EXCERPTED PASSAGE:
# Closed-Box Evasion Answer Key
This answer key is configured such that you should be able to run the code here and see possible approaches to a working solution. For each topic, it will also link further resources, and go into more detail on certain code chunks. It is not meant to be edited. 

Use these answer keys as a guide as needed. Try to work use the context here to work toward an answer before reaching for the solution.

**If you just want to see the answers, they're all tagged with "SOLUTION", CTRL+F your heart out.**

## Setup
The setup code must be run for the solutions to work properly. Review the breakdown of the setup code in the lab notebook for an explanation of each section.




In [None]:
import torch
from PIL import Image
from IPython import display

import pandas as pd
import torchvision
from torchvision import transforms

import numpy as np
import matplotlib.pyplot as plt

device = torch.device('cuda' if torch.cuda.is_available() else 'cpu')

#load the model from the pytorch hub
model = torch.hub.load('pytorch/vision:v0.10.0', 'mobilenet_v2', weights='MobileNet_V2_Weights.DEFAULT', verbose=False)

# Put model in evaluation mode
model.eval()

# put the model on a GPU if available, otherwise CPU
model.to(device);

# Define the transforms for preprocessing
preprocess = transforms.Compose([
    transforms.Resize(256),  # Resize the image to 256x256
    transforms.CenterCrop(224),  # Crop the image to 224x224 about the center
    transforms.ToTensor(),  # Convert the image to a PyTorch tensor
    transforms.Normalize(
        mean=[0.485, 0.456, 0.406],  # Normalize the image with the ImageNet dataset mean values
        std=[0.229, 0.224, 0.225]  # Normalize the image with the ImageNet dataset standard deviation values
    )
]);

unnormalize = transforms.Normalize(
   mean= [-m/s for m, s in zip([0.485, 0.456, 0.406], [0.229, 0.224, 0.225])],
   std= [1/s for s in [0.229, 0.224, 0.225]]
)

with open("../data/labels.txt", 'r') as f:
    labels = [label.strip() for label in f.readlines()]

img = Image.open("../data/dog.jpg")
img_tensor = preprocess(img).unsqueeze(0)
img_tensor = img_tensor.to(device)

with torch.no_grad():
    output = model(img_tensor)

print(f"Image tensor on device:\n---------------\n{img_tensor.device}\n")
print(f"Inputs information:\n---------------\nshape:{img_tensor.shape}\nclass: {type(img_tensor)}\n")

REQUIRED ACTIONS:
**1.** Copy the part of the answer key that begins at the words "import pandas as" and stops after "model.eval()".
**2.** Answer these questions from the answer key:
(a) Which model is loaded from the PyTorch hub?
(b) To what size does the center crop trim the image?
(c) What tag marks the answers?
The lines that come next have no connection to the answer key.

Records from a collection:
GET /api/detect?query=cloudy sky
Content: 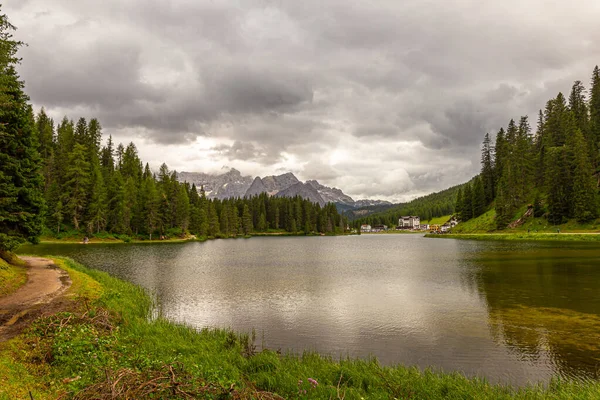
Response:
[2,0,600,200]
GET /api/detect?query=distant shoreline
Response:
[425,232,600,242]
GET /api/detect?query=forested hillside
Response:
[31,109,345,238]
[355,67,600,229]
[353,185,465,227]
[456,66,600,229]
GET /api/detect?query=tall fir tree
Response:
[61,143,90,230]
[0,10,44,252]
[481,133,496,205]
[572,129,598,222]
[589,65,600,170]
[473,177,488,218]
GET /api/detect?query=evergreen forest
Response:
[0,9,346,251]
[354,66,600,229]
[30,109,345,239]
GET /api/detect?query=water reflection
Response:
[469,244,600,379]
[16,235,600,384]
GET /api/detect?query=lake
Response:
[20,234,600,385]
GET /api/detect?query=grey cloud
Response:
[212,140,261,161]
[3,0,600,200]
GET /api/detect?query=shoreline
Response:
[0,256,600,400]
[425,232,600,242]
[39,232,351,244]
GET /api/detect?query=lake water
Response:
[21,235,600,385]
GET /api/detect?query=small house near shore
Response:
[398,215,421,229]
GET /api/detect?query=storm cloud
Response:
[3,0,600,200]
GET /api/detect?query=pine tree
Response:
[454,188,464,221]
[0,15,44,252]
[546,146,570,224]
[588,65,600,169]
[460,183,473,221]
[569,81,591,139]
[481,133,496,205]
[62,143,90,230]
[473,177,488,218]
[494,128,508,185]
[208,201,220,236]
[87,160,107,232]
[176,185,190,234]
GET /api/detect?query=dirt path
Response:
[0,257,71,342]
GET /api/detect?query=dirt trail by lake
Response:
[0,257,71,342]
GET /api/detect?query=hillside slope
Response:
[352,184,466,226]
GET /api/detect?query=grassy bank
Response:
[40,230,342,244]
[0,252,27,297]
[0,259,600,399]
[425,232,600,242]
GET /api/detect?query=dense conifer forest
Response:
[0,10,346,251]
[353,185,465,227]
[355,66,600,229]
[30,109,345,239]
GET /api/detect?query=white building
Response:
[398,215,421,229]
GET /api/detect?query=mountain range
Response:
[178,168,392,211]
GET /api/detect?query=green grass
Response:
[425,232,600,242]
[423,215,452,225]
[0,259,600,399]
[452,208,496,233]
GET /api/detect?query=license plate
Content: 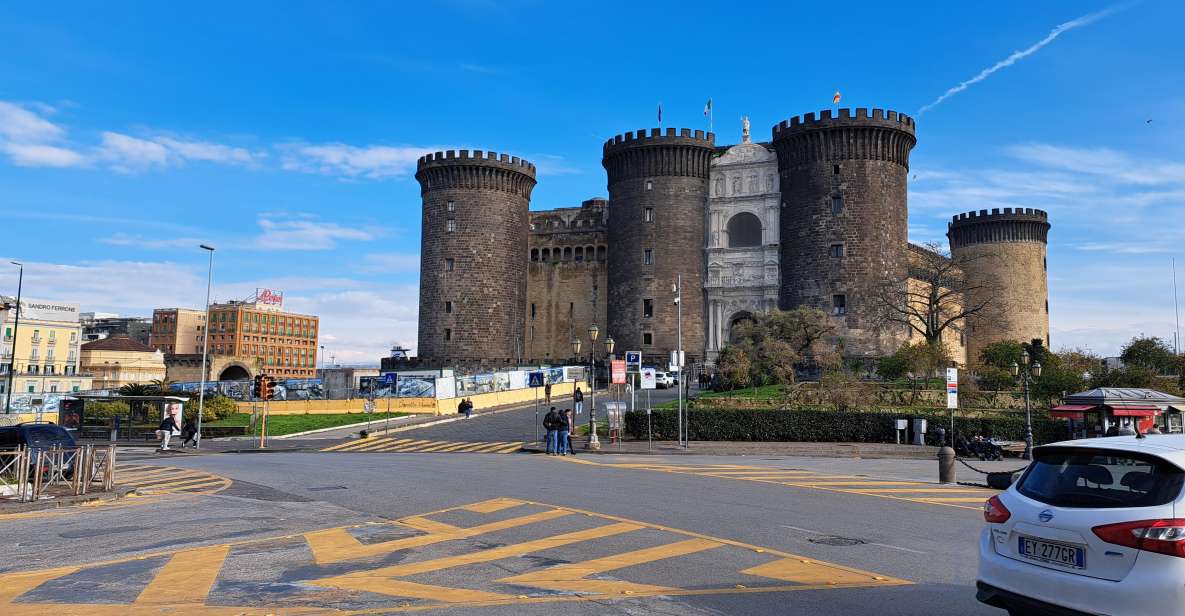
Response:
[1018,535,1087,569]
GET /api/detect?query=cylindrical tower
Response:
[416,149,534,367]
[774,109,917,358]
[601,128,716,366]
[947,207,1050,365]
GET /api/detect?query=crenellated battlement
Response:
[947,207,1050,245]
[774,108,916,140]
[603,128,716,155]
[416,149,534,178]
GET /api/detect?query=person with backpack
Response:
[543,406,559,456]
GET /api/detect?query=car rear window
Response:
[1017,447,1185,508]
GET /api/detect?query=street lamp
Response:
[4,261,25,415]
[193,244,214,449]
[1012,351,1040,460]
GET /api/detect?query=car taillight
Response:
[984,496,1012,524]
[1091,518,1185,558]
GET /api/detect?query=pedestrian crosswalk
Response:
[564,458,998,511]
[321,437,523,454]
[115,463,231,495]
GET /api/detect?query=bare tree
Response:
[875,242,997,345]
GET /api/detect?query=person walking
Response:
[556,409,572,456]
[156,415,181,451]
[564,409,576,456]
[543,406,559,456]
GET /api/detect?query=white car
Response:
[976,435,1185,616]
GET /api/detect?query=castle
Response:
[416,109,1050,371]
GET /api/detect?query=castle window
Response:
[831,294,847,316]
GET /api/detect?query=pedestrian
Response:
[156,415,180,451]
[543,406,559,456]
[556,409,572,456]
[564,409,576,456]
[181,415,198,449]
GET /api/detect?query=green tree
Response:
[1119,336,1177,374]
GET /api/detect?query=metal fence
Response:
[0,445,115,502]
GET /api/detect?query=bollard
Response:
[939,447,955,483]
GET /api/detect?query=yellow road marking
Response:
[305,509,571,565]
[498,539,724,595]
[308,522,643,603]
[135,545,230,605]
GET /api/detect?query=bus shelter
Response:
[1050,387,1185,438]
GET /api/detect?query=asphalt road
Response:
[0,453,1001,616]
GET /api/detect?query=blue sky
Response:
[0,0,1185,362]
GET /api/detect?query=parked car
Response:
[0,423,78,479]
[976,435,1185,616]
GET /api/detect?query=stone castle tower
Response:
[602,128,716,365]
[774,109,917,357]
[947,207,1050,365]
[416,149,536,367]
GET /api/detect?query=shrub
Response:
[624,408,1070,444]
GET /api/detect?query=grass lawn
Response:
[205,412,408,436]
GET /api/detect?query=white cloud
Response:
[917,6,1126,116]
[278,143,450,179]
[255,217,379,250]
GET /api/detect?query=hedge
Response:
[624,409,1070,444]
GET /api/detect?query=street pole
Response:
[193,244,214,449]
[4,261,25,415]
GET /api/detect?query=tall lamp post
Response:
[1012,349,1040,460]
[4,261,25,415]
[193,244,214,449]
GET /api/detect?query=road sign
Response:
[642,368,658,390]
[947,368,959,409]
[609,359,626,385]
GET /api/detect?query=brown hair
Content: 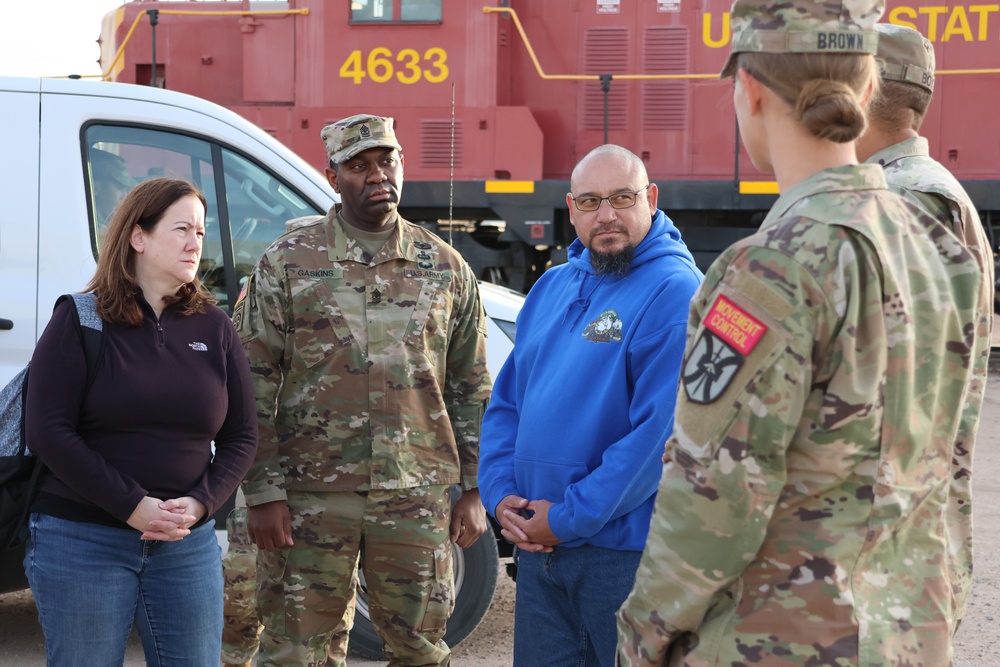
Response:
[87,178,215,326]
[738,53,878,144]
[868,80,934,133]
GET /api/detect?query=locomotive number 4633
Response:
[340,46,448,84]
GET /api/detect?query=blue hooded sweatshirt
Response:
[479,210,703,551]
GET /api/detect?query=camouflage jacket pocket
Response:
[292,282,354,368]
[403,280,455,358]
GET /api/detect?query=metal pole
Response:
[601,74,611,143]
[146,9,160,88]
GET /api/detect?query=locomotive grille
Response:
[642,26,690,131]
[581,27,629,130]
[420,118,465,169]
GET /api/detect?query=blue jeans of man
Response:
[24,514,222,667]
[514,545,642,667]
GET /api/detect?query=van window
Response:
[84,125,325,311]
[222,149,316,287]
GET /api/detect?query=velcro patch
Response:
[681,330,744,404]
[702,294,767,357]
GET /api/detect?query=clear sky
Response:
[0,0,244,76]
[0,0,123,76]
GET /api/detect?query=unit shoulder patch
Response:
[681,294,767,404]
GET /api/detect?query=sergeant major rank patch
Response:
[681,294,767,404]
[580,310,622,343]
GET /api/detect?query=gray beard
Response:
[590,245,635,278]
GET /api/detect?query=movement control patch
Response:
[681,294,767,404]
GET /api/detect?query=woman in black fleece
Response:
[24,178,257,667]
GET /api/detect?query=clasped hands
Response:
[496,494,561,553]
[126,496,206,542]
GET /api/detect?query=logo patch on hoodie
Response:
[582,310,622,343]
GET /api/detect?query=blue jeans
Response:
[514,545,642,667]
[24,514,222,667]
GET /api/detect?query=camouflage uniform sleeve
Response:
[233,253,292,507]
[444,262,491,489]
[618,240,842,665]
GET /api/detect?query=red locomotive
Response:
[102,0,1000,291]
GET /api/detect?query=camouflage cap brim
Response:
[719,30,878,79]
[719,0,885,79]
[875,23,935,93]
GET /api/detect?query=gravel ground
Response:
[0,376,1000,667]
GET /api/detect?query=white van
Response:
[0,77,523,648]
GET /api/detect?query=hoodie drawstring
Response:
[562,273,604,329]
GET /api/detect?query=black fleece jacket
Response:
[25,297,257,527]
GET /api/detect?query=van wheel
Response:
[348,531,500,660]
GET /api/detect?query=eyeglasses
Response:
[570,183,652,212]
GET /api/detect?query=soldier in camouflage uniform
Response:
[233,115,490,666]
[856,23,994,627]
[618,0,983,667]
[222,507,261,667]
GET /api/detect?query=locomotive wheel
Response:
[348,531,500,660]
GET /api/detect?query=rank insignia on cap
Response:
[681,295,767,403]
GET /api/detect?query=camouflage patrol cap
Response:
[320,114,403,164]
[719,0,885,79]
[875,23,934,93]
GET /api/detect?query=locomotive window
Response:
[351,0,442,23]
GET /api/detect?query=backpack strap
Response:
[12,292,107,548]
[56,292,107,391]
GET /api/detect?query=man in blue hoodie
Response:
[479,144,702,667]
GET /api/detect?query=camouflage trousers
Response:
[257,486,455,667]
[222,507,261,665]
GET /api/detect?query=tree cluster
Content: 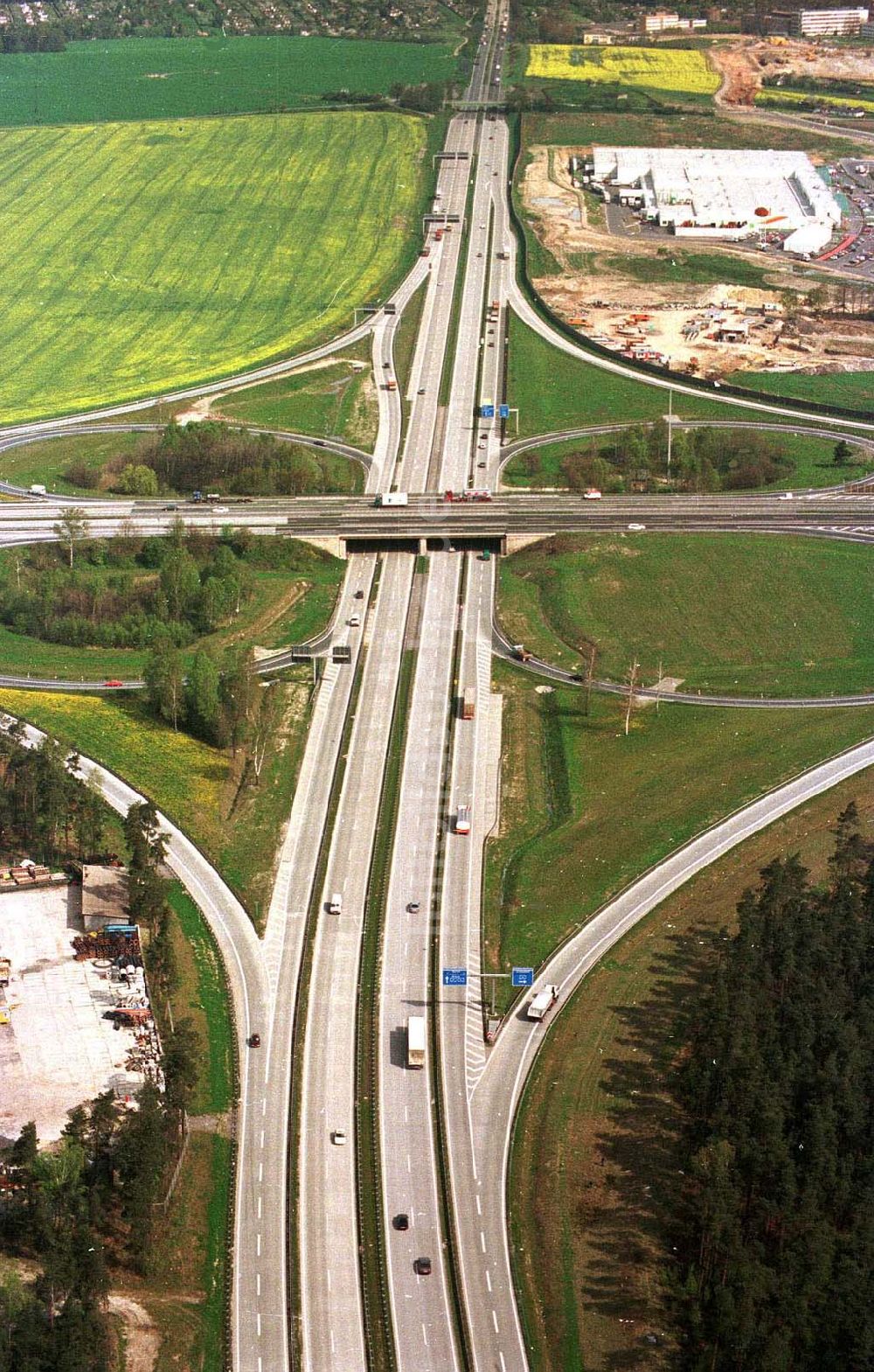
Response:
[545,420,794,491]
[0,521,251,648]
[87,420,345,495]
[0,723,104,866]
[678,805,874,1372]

RESULTS:
**1.**
import pandas as pd
import torchvision
from torchvision import transforms

import numpy as np
import matplotlib.pyplot as plt

device = torch.device('cuda' if torch.cuda.is_available() else 'cpu')

#load the model from the pytorch hub
model = torch.hub.load('pytorch/vision:v0.10.0', 'mobilenet_v2', weights='MobileNet_V2_Weights.DEFAULT', verbose=False)

# Put model in evaluation mode
model.eval()

**2.**
(a) MobileNet V2 ('mobilenet_v2')
(b) 224x224
(c) "SOLUTION"